### DOCUMENT ###

CAN SLIM is William O'Neil's comprehensive methodology for identifying winning growth stocks, distilled from his study of every market-leading stock from 1880 to the present day. Each letter represents a key factor: Current quarterly earnings, Annual earnings growth, New highs/products/management, Supply and demand, Leader or laggard, Institutional sponsorship, and Market direction.

The genius of CAN SLIM is that it combines fundamental and technical analysis into a single integrated system. The C and A factors ensure the company has genuine, accelerating earnings power — not just a cheap stock price. The N factor captures the catalyst — a new product, new management, or price reaching new highs. The S and L factors use technical tools (volume analysis and relative strength) to identify institutional demand and market leadership. And the M factor provides the critical market context that determines whether any individual stock has the wind at its back.

O'Neil's research showed that virtually every great stock of the past century displayed most or all of the CAN SLIM characteristics before its biggest advance. By screening for all seven factors simultaneously, the scanner identifies the stocks with the greatest probability of significant outperformance. The system is not a guarantee — but it stacks the odds heavily in the trader's favor by focusing capital on the strongest companies in the strongest sectors during favorable market conditions.

###

> _TASK OBJECTIVE_: For each numbered statement, answer yes or no to whether it agrees with the CAN SLIM text, and quote the words from the text that settle it. 1. The S and L factors use volume analysis and relative strength. 2. O'Neil studied market-leading stocks from 1920 onward. 3. The text presents the system as a guarantee of outperformance.

### EXCERPTED RECORDS ###

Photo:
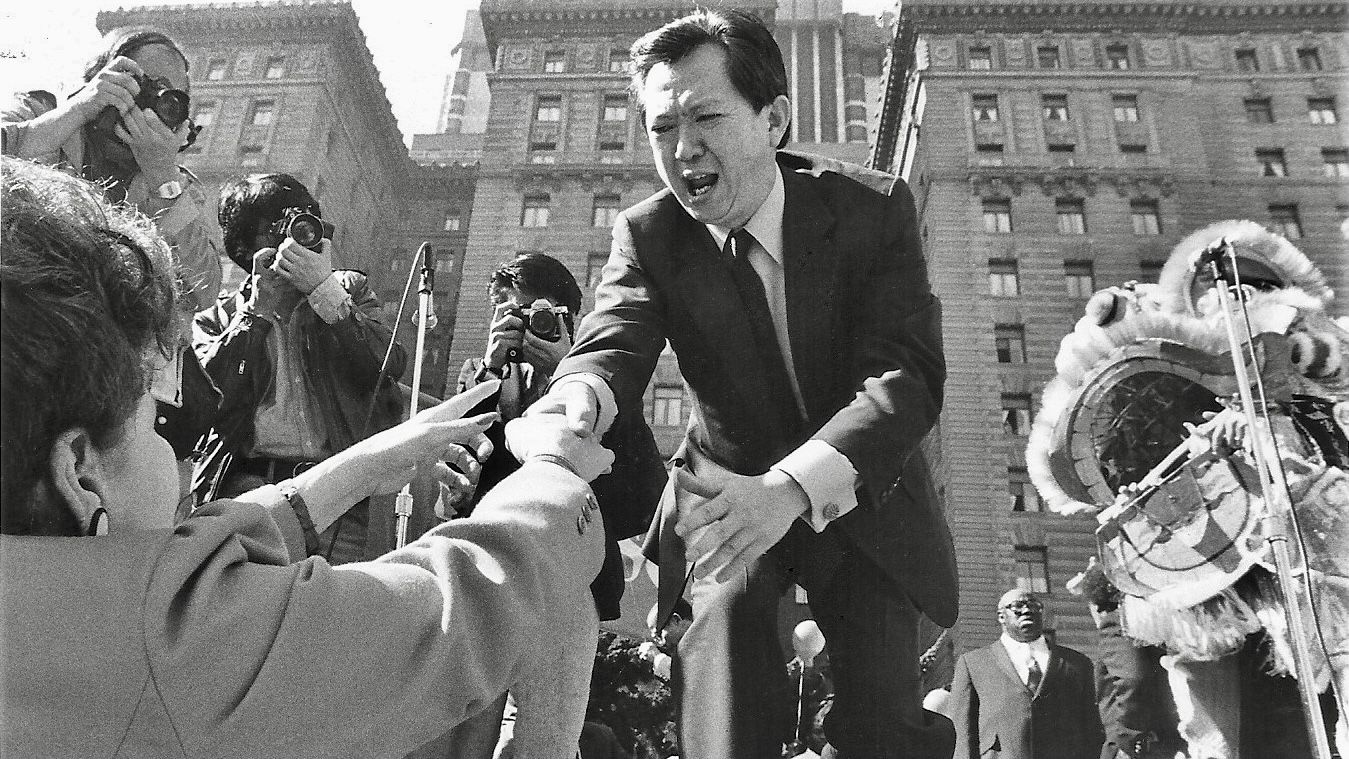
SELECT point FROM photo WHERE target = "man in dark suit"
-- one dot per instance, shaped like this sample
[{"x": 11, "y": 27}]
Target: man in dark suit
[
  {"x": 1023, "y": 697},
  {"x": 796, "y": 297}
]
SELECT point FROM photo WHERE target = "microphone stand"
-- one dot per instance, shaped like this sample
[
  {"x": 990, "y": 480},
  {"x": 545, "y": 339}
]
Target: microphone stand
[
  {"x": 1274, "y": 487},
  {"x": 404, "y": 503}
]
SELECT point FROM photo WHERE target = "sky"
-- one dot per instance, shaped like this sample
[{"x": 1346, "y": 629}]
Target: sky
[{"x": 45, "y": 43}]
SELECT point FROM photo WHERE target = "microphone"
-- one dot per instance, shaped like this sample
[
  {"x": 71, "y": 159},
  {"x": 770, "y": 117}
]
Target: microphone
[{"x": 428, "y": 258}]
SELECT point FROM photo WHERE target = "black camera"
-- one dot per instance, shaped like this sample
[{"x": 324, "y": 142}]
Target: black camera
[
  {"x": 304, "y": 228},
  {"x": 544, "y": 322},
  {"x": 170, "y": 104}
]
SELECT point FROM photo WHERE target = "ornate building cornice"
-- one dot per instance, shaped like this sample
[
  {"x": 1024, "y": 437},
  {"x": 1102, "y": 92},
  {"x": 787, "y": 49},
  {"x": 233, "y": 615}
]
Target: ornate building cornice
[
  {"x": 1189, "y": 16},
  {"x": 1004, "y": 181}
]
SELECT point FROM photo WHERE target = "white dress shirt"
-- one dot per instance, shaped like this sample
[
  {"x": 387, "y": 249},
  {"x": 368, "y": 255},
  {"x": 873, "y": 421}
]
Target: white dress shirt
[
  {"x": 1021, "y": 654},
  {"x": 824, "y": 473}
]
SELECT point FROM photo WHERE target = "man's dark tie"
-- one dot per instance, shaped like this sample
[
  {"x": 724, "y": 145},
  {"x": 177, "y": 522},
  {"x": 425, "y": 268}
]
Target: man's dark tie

###

> _RESULT OF THE TASK_:
1. Yes: "The S and L factors use technical tools (volume analysis and relative strength)"
2. No: "every market-leading stock from 1880 to the present day"
3. No: "The system is not a guarantee"